§ **Work instructions**:
1. Decide whether each statement below agrees with the discussion on ordering etymology sections in Japanese entries. For each one, answer yes or no and quote the exact words of the discussion that decide it. (a) The proposed order for on'yomi etymologies begins with goon. (b) In the cited version of the 仮名 entry, the kana reading is listed first. (c) Anatoli T. favors chronological order.
2. Extend the discussion on ordering etymology sections in Japanese entries, picking up after its final comment.

----- Document

HTH! ‑‑ Eiríkr Útlendi │ Tala við mig 19:58, 6 March 2015 (UTC)

Ordering etym sections in multi-etym JA entries[edit]

Hello anyone watching this page. I've recently found myself working on more JA entries with multiple etym sections, giving rise to the question of how to order the different sections.

  • For entries with both kun'yomi and on'yomi, which should come first?
⇒ My sense is that maybe on'yomi should come first, since these are often listed first in JA kanji dictionaries. On the other hand, on'yomi are essentially borrowings from Chinese (for the most part), so perhaps the kun'yomi should come first as the native Japanese derivations?
  • Among the on'yomi etyms, which should come first?
⇒ My thought here is chronological. If we have goon, that comes first, then kan'on, then tōon, then sōon.
  • Among the kun'yomi etyms, which should come first?
⇒ Here, I'm less certain.
  • One instinct is to also list these chronologically, starting from the oldest forms. See the kun'yomi etyms in this version of the 仮名 entry for one example. The oldest reading karina is listed first, then the derived kanna reading, then the derived kana reading.
  • But then again, perhaps we should start with the most common reading?
    And if we start with the most common, do we list the rest in order of most-used?
    Or do we list the rest chronologically?

I'm interested in any constructive feedback. Our current state is basically willy-nilly, which is starting to bother me. A more standard policy would be preferable. ‑‑ Eiríkr Útlendi │ Tala við mig 20:08, 6 March 2015 (UTC)

@Atitarev, Haplology, TAKASUGI Shinji, Wyang, エリック・キィ, Tsukuyone, Nibiko, Umbreon126, Kc kennylau Ping!

(Ping didn't work). In my opinion, most common senses and readings should come first, regardless of yomi. I personally hate the chronological order, which causes problems with translations, for example @truth. --Anatoli T. (обсудить/вклад) 05:47, 13 March 2015 (UTC)

----------
----- Provided information

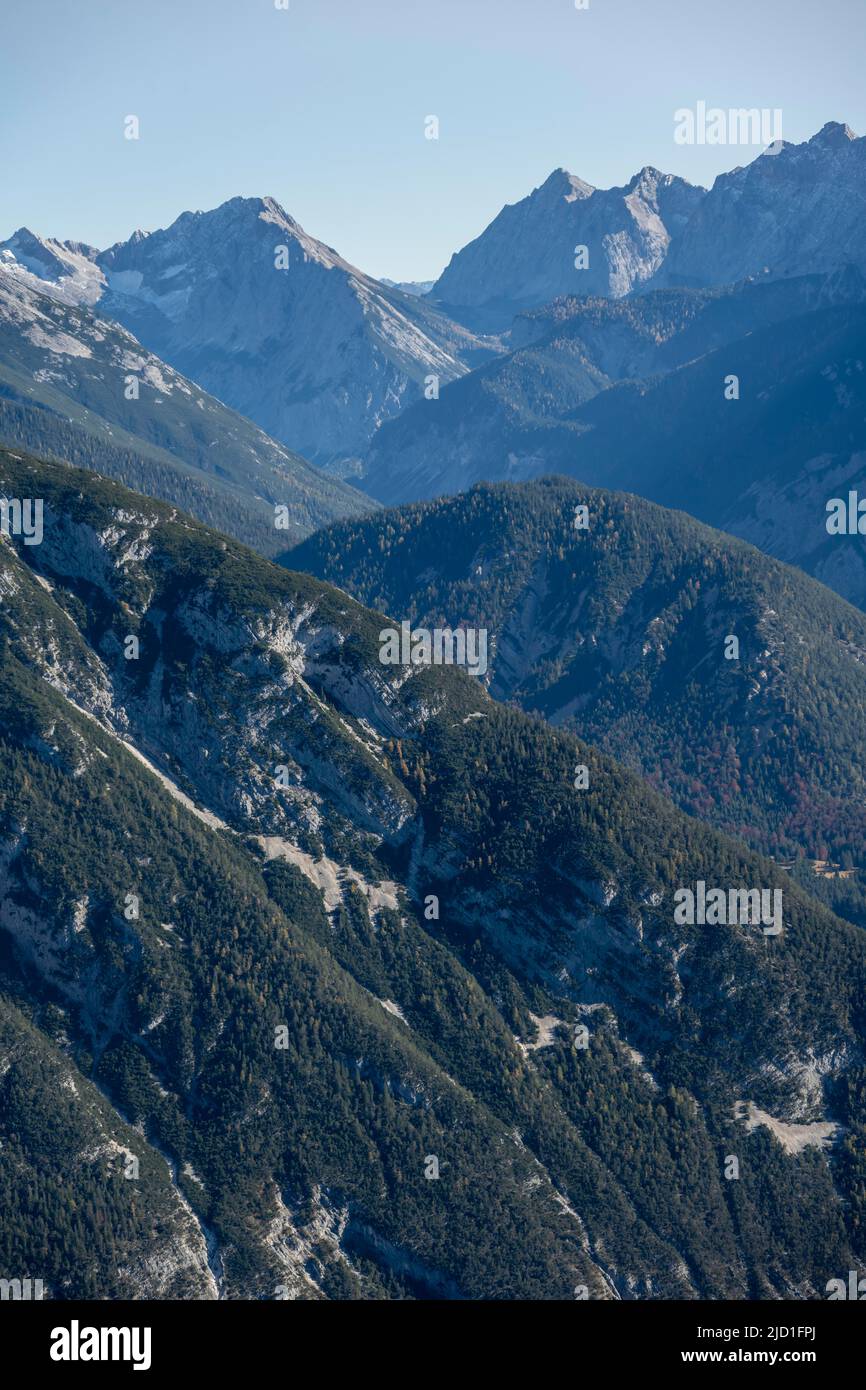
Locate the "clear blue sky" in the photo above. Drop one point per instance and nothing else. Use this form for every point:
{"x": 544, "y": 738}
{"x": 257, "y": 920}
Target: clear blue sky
{"x": 323, "y": 106}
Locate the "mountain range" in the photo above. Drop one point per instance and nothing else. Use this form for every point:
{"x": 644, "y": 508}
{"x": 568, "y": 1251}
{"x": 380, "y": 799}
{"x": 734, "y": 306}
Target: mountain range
{"x": 617, "y": 630}
{"x": 377, "y": 1001}
{"x": 330, "y": 970}
{"x": 794, "y": 210}
{"x": 267, "y": 319}
{"x": 79, "y": 387}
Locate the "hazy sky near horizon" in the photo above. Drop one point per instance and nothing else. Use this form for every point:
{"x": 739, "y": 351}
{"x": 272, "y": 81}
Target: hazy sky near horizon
{"x": 323, "y": 106}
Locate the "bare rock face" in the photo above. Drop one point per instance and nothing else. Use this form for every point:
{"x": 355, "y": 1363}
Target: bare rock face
{"x": 280, "y": 325}
{"x": 795, "y": 211}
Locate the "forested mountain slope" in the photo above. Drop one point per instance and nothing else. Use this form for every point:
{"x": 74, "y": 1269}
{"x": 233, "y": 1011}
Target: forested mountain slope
{"x": 256, "y": 976}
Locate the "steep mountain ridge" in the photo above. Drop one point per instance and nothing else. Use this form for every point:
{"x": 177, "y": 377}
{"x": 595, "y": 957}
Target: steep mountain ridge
{"x": 355, "y": 791}
{"x": 527, "y": 255}
{"x": 82, "y": 388}
{"x": 794, "y": 211}
{"x": 267, "y": 319}
{"x": 619, "y": 630}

----------

§ **Answers in order**:
1.
(a) Yes: "If we have goon, that comes first, then kan'on, then tōon, then sōon."
(b) No: "The oldest reading karina is listed first"
(c) No: "I personally hate the chronological order"

2.
(Ping absolutely didn't work) I agree with Anatoli. —suzukaze (tc) 04:28, 28 August 2016 (UTC)
@Eirikr: you probably know now, but anyway this is important: you must write your signature in order for ping to work (no signature). — TAKASUGI Shinji (talk) 05:04, 11 March 2018 (UTC)


has been non-existent for just under 10 years now. I think this page needs an overhaul. —suzukaze (tc) 10:28, 22 January 2017 (UTC)

User who merits blocking / nuking on sight[edit]

See Talk:御御籤#RFC discussion: April 2014.

Context-dependent sort key[edit]

@Atitarev, Eirikr, Haplology, Suzukaze-c: I proposed a new sort key function in meta:2017 Community Wishlist Survey/Wiktionary#Context-dependent sort key, with no reaction yet. It will be easier to apply different sort keys for Japanese and Chinese entries in the same page. I’m not sure how English Wiktionary handles conflicting sort keys, though. What do you guys think? — TAKASUGI Shinji (talk) 09:46, 18 November 2017 (UTC)

I think it is a good idea. I think it could also cut down on redundant module calls (@Erutuon once mentioned that it was silly how Module:vi-sortkey is executed multiple times for a single entry, IIRC). —suzukaze (tc) 09:50, 18 November 2017 (UTC)
Some time ago, when I was considering posting a request on Phabricator for my sorting idea, I encountered a request that was already up and someone was working on it. I'll have to dig it up. It was similar to this ("Allow collation to be specified per category"). Aha, it's here ("Support collation by a certain locale (sorting order of characters)"). Has a lot of technical discussion, which I skimmed at the time.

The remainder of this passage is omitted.